(Exercise task):
The entries below are to be repeated exactly as they stand.

(Data provided):
┄┄┄┄┄┄
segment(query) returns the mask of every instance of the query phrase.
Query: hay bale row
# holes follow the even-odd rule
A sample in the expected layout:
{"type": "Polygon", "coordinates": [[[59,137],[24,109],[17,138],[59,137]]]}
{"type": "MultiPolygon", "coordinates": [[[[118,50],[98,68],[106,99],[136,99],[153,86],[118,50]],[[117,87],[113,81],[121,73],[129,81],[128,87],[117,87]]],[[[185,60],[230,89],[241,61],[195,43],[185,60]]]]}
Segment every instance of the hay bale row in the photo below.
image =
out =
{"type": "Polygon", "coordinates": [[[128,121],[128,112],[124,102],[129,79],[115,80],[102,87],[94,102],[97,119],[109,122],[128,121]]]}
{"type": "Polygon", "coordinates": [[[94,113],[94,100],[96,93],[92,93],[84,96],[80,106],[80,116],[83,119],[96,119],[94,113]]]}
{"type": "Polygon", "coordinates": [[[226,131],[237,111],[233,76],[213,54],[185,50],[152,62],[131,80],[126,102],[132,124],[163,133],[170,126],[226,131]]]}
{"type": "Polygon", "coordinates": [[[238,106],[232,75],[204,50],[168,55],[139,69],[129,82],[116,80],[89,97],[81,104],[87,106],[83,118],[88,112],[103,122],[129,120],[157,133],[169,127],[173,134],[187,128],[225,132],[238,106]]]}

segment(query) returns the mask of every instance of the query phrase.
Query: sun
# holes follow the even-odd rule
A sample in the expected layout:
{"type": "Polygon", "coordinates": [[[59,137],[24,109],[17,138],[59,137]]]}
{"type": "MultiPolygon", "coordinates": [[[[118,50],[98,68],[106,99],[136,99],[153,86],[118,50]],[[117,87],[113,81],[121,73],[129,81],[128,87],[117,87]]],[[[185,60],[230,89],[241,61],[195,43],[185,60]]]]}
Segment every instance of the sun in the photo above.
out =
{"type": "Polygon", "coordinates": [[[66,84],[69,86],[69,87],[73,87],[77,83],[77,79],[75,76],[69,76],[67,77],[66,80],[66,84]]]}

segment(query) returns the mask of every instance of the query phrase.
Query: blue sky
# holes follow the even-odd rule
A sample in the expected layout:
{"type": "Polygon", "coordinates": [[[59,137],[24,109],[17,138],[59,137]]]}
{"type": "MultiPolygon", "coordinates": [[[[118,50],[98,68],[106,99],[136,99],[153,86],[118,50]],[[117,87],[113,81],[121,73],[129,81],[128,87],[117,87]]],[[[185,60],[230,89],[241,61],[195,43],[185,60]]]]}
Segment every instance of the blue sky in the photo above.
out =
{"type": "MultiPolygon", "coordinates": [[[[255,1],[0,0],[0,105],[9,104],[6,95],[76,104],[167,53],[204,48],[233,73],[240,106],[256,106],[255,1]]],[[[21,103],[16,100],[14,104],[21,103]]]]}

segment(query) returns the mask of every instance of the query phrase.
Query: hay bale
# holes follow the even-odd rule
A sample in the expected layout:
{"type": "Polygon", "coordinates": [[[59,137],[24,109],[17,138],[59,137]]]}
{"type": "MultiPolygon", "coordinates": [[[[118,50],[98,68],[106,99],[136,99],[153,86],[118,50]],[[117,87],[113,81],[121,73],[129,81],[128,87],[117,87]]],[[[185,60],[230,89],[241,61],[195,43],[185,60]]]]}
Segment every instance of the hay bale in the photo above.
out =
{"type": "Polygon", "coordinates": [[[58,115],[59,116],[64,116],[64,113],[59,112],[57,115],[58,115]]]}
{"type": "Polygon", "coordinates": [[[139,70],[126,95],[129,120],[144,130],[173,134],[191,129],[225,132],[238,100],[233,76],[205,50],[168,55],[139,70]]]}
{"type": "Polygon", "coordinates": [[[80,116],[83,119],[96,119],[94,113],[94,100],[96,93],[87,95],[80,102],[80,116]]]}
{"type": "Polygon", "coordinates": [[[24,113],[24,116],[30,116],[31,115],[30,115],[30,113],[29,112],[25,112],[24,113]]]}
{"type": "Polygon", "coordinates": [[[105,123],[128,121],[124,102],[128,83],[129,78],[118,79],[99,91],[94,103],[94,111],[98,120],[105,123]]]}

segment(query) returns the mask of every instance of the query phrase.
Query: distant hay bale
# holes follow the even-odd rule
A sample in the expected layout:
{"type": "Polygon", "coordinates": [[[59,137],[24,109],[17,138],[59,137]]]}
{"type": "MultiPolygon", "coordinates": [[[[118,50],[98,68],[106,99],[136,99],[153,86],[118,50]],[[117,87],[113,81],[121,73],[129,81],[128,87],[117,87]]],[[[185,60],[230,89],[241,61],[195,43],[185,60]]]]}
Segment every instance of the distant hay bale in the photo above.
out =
┄┄┄┄┄┄
(Complete answer):
segment(query) returns the mask of every instance of the query phrase.
Query: hay bale row
# holes follow the even-odd rule
A sample in the expected layout:
{"type": "Polygon", "coordinates": [[[59,137],[24,109],[17,138],[59,137]]]}
{"type": "MultiPolygon", "coordinates": [[[[118,50],[98,68],[106,99],[136,99],[153,86],[118,50]],[[117,87],[113,81],[121,73],[129,81],[128,87],[117,87]]],[[[185,60],[230,89],[241,61],[195,43],[185,60]]]]}
Segment every instance of the hay bale row in the photo below.
image =
out =
{"type": "Polygon", "coordinates": [[[128,121],[128,112],[124,102],[129,79],[115,80],[102,87],[94,102],[97,119],[109,122],[128,121]]]}
{"type": "Polygon", "coordinates": [[[94,113],[94,100],[96,93],[92,93],[84,96],[80,106],[80,116],[83,119],[96,119],[94,113]]]}
{"type": "Polygon", "coordinates": [[[226,131],[237,111],[233,76],[213,54],[185,50],[152,62],[131,80],[126,102],[132,124],[163,133],[170,126],[226,131]]]}
{"type": "Polygon", "coordinates": [[[238,106],[232,75],[204,50],[168,55],[139,69],[129,82],[116,80],[89,97],[81,104],[87,106],[83,118],[88,112],[103,122],[129,120],[157,133],[169,127],[173,134],[187,128],[225,132],[238,106]]]}

segment(query) returns the mask of every instance of the query phrase.
Query: sun
# holes follow the even-odd rule
A sample in the expected layout:
{"type": "Polygon", "coordinates": [[[59,137],[24,109],[17,138],[59,137]]]}
{"type": "MultiPolygon", "coordinates": [[[[118,50],[98,68],[106,99],[136,99],[153,86],[118,50]],[[117,87],[113,81],[121,73],[129,81],[128,87],[117,87]]],[[[185,60],[230,89],[241,61],[195,43],[185,60]]]]}
Segment every instance of the sun in the photo above.
out =
{"type": "Polygon", "coordinates": [[[66,84],[69,86],[69,87],[73,87],[77,83],[77,79],[75,76],[69,76],[67,77],[66,80],[66,84]]]}

segment(query) returns the mask of every instance of the query phrase.
Query: blue sky
# holes follow the even-odd rule
A sample in the expected layout:
{"type": "Polygon", "coordinates": [[[59,137],[24,109],[17,138],[59,137]]]}
{"type": "MultiPolygon", "coordinates": [[[[118,50],[98,68],[106,99],[136,99],[153,86],[118,50]],[[117,87],[113,81],[121,73],[129,81],[128,87],[117,87]]],[[[185,60],[230,89],[241,61],[195,43],[185,60]]]]}
Segment every instance of the blue sky in the photo above.
out =
{"type": "MultiPolygon", "coordinates": [[[[255,1],[0,0],[0,105],[9,104],[6,95],[76,104],[167,53],[204,48],[233,73],[240,106],[256,106],[255,1]]],[[[21,103],[16,100],[14,104],[21,103]]]]}

segment(query) returns the mask of every instance of the query phrase.
Query: hay bale
# holes follow the even-odd rule
A sample in the expected layout:
{"type": "Polygon", "coordinates": [[[59,137],[24,109],[17,138],[59,137]]]}
{"type": "MultiPolygon", "coordinates": [[[[118,50],[98,68],[106,99],[136,99],[153,86],[118,50]],[[117,87],[113,81],[121,73],[129,81],[128,87],[117,87]]],[[[185,60],[230,89],[241,61],[195,43],[185,60]]]]}
Segment every instance of the hay bale in the photo above.
out =
{"type": "Polygon", "coordinates": [[[58,115],[59,116],[64,116],[64,113],[59,112],[57,115],[58,115]]]}
{"type": "Polygon", "coordinates": [[[139,70],[126,95],[129,120],[144,130],[173,134],[191,129],[225,132],[238,100],[233,76],[205,50],[168,55],[139,70]]]}
{"type": "Polygon", "coordinates": [[[80,116],[83,119],[96,119],[94,113],[94,100],[96,93],[87,95],[80,102],[80,116]]]}
{"type": "Polygon", "coordinates": [[[24,113],[24,116],[30,116],[31,115],[30,115],[30,113],[29,112],[25,112],[24,113]]]}
{"type": "Polygon", "coordinates": [[[105,123],[128,121],[124,102],[128,83],[129,78],[118,79],[99,91],[94,103],[94,111],[98,120],[105,123]]]}

segment(query) returns the mask of every instance of the query phrase.
Query: distant hay bale
# holes follow the even-odd rule
A sample in the expected layout:
{"type": "Polygon", "coordinates": [[[59,137],[24,109],[17,138],[59,137]]]}
{"type": "MultiPolygon", "coordinates": [[[[118,50],[98,68],[106,99],[136,99],[153,86],[118,50]],[[117,87],[113,81],[121,73],[129,81],[128,87],[117,87]]],[[[185,60],[230,89],[241,61],[195,43],[185,60]]]]}
Segment every instance of the distant hay bale in the photo above.
out =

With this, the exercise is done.